>>>>
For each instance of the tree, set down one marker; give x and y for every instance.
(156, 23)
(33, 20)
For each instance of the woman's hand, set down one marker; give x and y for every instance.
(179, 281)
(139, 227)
<<<<
### WRITTEN INSTRUCTION
Could you rewrite these lines with "marker" switched to "point" and nothing else changed?

### EXERCISE OUTPUT
For each instance of the tree, set down one point; give x and y for every instance.
(156, 23)
(33, 20)
For each instance of the woman's hand, set down one point; give x and y for every instance.
(179, 281)
(139, 227)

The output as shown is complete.